## Begin ENTRIES PROVIDED

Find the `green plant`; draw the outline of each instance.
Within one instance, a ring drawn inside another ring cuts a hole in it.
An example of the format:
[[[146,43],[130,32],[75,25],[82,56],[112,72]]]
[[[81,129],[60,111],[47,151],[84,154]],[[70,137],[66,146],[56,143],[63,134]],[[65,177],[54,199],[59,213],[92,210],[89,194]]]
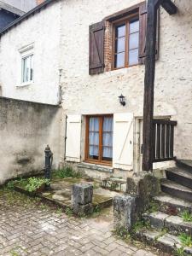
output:
[[[48,185],[49,183],[49,179],[32,177],[27,179],[27,183],[25,186],[25,189],[29,192],[33,192],[38,189],[41,186],[44,184]]]
[[[95,212],[95,213],[99,213],[99,212],[101,212],[101,207],[100,207],[100,206],[99,205],[97,205],[97,206],[96,206],[94,208],[93,208],[93,212]]]
[[[55,213],[61,216],[62,214],[62,208],[57,208]]]
[[[119,184],[115,182],[112,182],[110,184],[110,189],[115,190],[118,188]]]
[[[151,201],[147,212],[148,213],[153,213],[157,212],[158,210],[159,210],[159,205],[154,201]]]
[[[9,189],[14,189],[15,185],[18,183],[17,180],[10,180],[8,183],[7,183],[7,188]]]
[[[182,247],[180,248],[177,248],[174,253],[175,256],[187,256],[186,253],[184,253],[184,248]]]
[[[81,177],[81,173],[74,172],[71,166],[66,166],[61,170],[56,170],[54,172],[53,176],[55,177]]]
[[[192,222],[192,214],[188,211],[184,211],[182,213],[182,218],[183,221]]]
[[[191,236],[185,234],[185,233],[182,233],[179,236],[178,236],[181,243],[183,246],[186,246],[186,247],[192,247],[192,240],[191,240]]]

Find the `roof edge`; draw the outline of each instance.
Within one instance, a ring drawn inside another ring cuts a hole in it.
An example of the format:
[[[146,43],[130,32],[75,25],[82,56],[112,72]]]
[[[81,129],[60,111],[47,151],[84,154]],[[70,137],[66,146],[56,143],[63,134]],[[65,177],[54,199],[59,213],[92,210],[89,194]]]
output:
[[[6,3],[4,2],[0,1],[0,8],[3,9],[6,11],[9,11],[14,15],[17,15],[19,16],[21,16],[25,15],[26,12],[22,11],[21,9],[15,8],[9,3]]]
[[[18,24],[20,24],[20,22],[22,22],[26,19],[28,19],[30,16],[34,15],[35,13],[39,12],[42,9],[47,7],[50,3],[55,3],[56,1],[59,1],[59,0],[46,0],[44,3],[42,3],[41,4],[36,6],[35,8],[33,8],[32,9],[28,11],[27,13],[24,14],[22,16],[20,16],[18,19],[15,20],[13,22],[11,22],[7,26],[5,26],[3,29],[2,29],[0,31],[0,37],[2,37],[2,35],[5,34],[9,29],[15,27],[15,26],[17,26]]]

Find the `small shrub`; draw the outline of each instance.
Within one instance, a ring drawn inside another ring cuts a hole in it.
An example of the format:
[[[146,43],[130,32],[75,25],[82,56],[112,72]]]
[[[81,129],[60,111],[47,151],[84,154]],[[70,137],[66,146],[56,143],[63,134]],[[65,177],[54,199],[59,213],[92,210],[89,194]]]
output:
[[[40,177],[29,177],[27,179],[27,184],[25,186],[25,189],[29,192],[34,192],[38,189],[44,184],[49,185],[50,181],[47,178]]]
[[[18,183],[17,180],[10,180],[8,183],[7,183],[7,188],[10,190],[13,190],[15,188],[15,185]]]
[[[185,234],[185,233],[182,233],[179,236],[178,236],[181,243],[183,246],[186,246],[186,247],[192,247],[192,240],[191,240],[191,236]]]
[[[189,212],[185,211],[182,213],[182,218],[183,221],[192,222],[192,214]]]
[[[183,247],[177,248],[175,250],[175,256],[187,256],[186,253],[184,253]]]
[[[64,177],[81,177],[79,172],[74,172],[71,166],[66,166],[61,170],[57,170],[53,173],[55,177],[64,178]]]

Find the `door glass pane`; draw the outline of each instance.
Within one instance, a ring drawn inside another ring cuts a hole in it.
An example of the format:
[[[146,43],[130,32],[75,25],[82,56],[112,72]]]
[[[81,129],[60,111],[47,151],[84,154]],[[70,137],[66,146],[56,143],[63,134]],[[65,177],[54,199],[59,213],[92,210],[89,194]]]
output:
[[[130,35],[129,38],[129,49],[136,49],[138,48],[138,42],[139,42],[139,33],[136,32],[134,34]]]
[[[138,49],[131,49],[129,51],[129,65],[138,64]]]
[[[115,38],[125,37],[125,24],[117,26],[115,28]]]
[[[139,31],[139,20],[132,20],[130,22],[130,34]]]
[[[125,52],[115,55],[114,67],[117,68],[125,67]]]
[[[104,117],[102,124],[102,160],[111,161],[113,159],[113,117]]]
[[[120,38],[119,39],[116,39],[115,44],[115,53],[125,51],[125,38]]]
[[[90,118],[89,124],[89,158],[99,159],[99,119]]]

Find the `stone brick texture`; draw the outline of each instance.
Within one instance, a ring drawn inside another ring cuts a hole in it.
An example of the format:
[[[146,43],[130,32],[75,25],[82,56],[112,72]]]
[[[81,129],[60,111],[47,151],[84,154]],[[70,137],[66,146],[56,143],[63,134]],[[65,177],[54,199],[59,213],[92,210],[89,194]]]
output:
[[[0,190],[0,255],[159,255],[113,236],[112,216],[75,218]]]

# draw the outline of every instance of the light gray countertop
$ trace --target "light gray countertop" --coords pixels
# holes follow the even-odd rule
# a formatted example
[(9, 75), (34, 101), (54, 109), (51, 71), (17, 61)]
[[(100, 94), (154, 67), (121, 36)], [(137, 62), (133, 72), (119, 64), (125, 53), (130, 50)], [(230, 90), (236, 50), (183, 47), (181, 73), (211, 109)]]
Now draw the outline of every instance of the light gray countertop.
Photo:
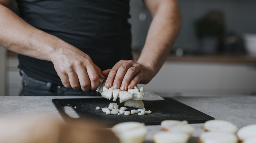
[[(61, 117), (52, 103), (54, 98), (84, 98), (63, 96), (0, 96), (0, 116), (42, 113)], [(256, 96), (226, 96), (212, 97), (173, 97), (182, 103), (215, 118), (231, 122), (239, 128), (256, 124)], [(189, 143), (198, 143), (203, 131), (203, 124), (192, 124), (195, 130)], [(152, 135), (161, 131), (160, 125), (146, 126), (148, 132), (144, 142), (153, 143)]]

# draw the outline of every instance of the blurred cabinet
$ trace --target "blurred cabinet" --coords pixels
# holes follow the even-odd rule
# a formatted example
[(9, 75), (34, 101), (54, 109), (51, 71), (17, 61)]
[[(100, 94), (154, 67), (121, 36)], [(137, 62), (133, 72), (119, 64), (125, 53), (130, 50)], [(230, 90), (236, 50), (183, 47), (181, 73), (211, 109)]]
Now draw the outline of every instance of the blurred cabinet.
[(166, 62), (148, 84), (166, 96), (255, 94), (256, 66), (246, 64)]
[(0, 46), (0, 96), (5, 95), (6, 50)]

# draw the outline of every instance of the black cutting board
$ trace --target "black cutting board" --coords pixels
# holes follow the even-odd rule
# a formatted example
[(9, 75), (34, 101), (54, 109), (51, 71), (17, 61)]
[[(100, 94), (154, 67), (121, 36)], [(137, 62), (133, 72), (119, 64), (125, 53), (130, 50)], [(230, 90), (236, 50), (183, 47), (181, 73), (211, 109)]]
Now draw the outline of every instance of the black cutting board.
[[(123, 103), (119, 103), (118, 99), (116, 102), (104, 98), (55, 99), (52, 102), (65, 120), (77, 119), (70, 117), (63, 110), (62, 107), (72, 107), (80, 117), (90, 118), (95, 120), (104, 121), (110, 124), (129, 121), (144, 123), (146, 125), (160, 125), (161, 122), (167, 119), (186, 120), (189, 123), (203, 123), (214, 118), (184, 104), (170, 98), (165, 98), (163, 100), (143, 101), (146, 110), (149, 109), (152, 113), (140, 116), (137, 114), (126, 116), (122, 114), (106, 115), (101, 109), (96, 110), (97, 106), (100, 108), (108, 107), (110, 103), (116, 102), (119, 108), (123, 106)], [(126, 107), (129, 111), (134, 108)]]

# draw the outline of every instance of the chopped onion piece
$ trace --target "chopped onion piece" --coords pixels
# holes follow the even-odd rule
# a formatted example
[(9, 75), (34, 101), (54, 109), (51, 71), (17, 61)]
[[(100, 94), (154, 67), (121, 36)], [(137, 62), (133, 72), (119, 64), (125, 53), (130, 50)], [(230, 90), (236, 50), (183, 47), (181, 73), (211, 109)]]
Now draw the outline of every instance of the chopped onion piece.
[(108, 105), (108, 108), (110, 109), (114, 109), (114, 104), (112, 104), (112, 103), (110, 103), (109, 105)]
[(186, 143), (189, 138), (189, 136), (183, 133), (162, 131), (153, 135), (155, 143)]
[(106, 87), (103, 87), (103, 88), (102, 88), (102, 92), (106, 90), (108, 88)]
[(142, 110), (140, 112), (138, 113), (138, 115), (145, 115), (145, 110)]
[(148, 109), (148, 111), (145, 111), (145, 114), (151, 114), (151, 113), (152, 113), (152, 111), (150, 111), (150, 110), (149, 109)]
[(119, 91), (119, 101), (120, 103), (131, 99), (132, 97), (132, 95), (128, 91)]
[(105, 108), (101, 108), (101, 110), (102, 110), (102, 111), (103, 112), (106, 113), (106, 110), (109, 110), (109, 109), (108, 108), (108, 107), (105, 107)]
[(130, 99), (124, 102), (124, 106), (141, 109), (144, 108), (144, 103), (142, 100)]
[(109, 115), (110, 114), (110, 111), (109, 110), (109, 109), (106, 109), (105, 110), (106, 112), (106, 115)]
[(119, 112), (119, 109), (111, 109), (111, 111), (116, 111), (118, 112)]
[(131, 113), (131, 112), (129, 111), (125, 111), (124, 112), (124, 114), (125, 115), (130, 115), (130, 113)]
[(117, 124), (112, 128), (112, 131), (121, 143), (142, 143), (147, 132), (145, 124), (137, 122)]
[(117, 98), (119, 95), (119, 91), (120, 91), (120, 89), (113, 89), (112, 91), (113, 93), (113, 101), (116, 101), (117, 99)]
[(206, 121), (203, 124), (206, 131), (228, 132), (235, 134), (237, 127), (232, 123), (221, 120), (211, 120)]
[(115, 103), (114, 102), (112, 102), (111, 103), (113, 104), (114, 104), (114, 105), (117, 105), (117, 103)]
[(256, 136), (256, 124), (242, 127), (237, 132), (237, 136), (242, 141), (254, 136)]
[(124, 110), (119, 110), (119, 113), (120, 113), (120, 114), (123, 114), (124, 113), (124, 112), (125, 112)]
[(118, 111), (116, 110), (112, 110), (110, 111), (110, 114), (111, 114), (115, 115), (118, 113)]
[(125, 110), (127, 109), (127, 108), (125, 106), (124, 107), (121, 107), (120, 108), (120, 110), (122, 110), (125, 111)]
[(144, 90), (143, 89), (143, 87), (140, 87), (140, 89), (139, 89), (139, 91), (140, 92), (143, 92), (144, 91)]
[(137, 110), (133, 109), (131, 110), (131, 114), (137, 114), (139, 111)]
[(162, 129), (172, 132), (182, 132), (191, 136), (195, 131), (195, 128), (188, 124), (187, 121), (167, 120), (161, 122)]
[(118, 105), (114, 105), (114, 108), (115, 109), (118, 109), (118, 106), (119, 106)]
[(137, 92), (137, 95), (138, 95), (137, 98), (141, 98), (143, 97), (143, 95), (144, 95), (144, 93), (140, 92)]
[(201, 143), (237, 143), (237, 137), (228, 132), (207, 132), (201, 134), (199, 137)]
[(139, 89), (129, 89), (127, 90), (127, 91), (131, 93), (132, 95), (133, 95), (135, 94), (137, 94), (137, 92), (139, 91)]
[(139, 112), (140, 112), (142, 110), (146, 111), (146, 109), (145, 109), (145, 108), (144, 108), (142, 109), (137, 109), (137, 110)]
[(112, 92), (113, 90), (113, 89), (108, 89), (103, 91), (100, 94), (103, 97), (110, 100), (112, 98)]

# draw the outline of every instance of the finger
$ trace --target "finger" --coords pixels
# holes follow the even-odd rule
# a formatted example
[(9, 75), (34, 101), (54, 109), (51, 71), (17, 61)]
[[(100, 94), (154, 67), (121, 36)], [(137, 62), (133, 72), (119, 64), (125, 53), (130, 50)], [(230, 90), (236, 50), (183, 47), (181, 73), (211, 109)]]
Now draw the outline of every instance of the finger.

## End ENTRIES PROVIDED

WORK TO COMPLETE :: Copy the records word for word from the start through the line containing "[[[55,213],[61,216],[62,214],[62,208],[57,208]]]", with that line included, and leave out the pictures.

ANSWER IN FULL ::
Find the `green plant`; draw the outline of each instance.
Within one instance, a ring drawn inside another ring cuts a hole in it.
An example of the format:
[[[146,43],[130,32],[75,25],[82,56],[112,72]]]
[[[81,129],[60,111],[47,151],[84,154]],[[70,137],[66,146],[56,143],[63,134]],[[65,177],[54,199],[59,213],[92,210],[89,194]]]
output:
[[[48,185],[49,183],[49,179],[32,177],[27,179],[27,183],[25,186],[25,189],[29,192],[33,192],[38,189],[41,186],[44,184]]]
[[[95,212],[95,213],[99,213],[99,212],[101,212],[101,207],[100,207],[100,206],[99,205],[97,205],[97,206],[96,206],[94,208],[93,208],[93,212]]]
[[[55,213],[61,216],[62,214],[62,208],[57,208]]]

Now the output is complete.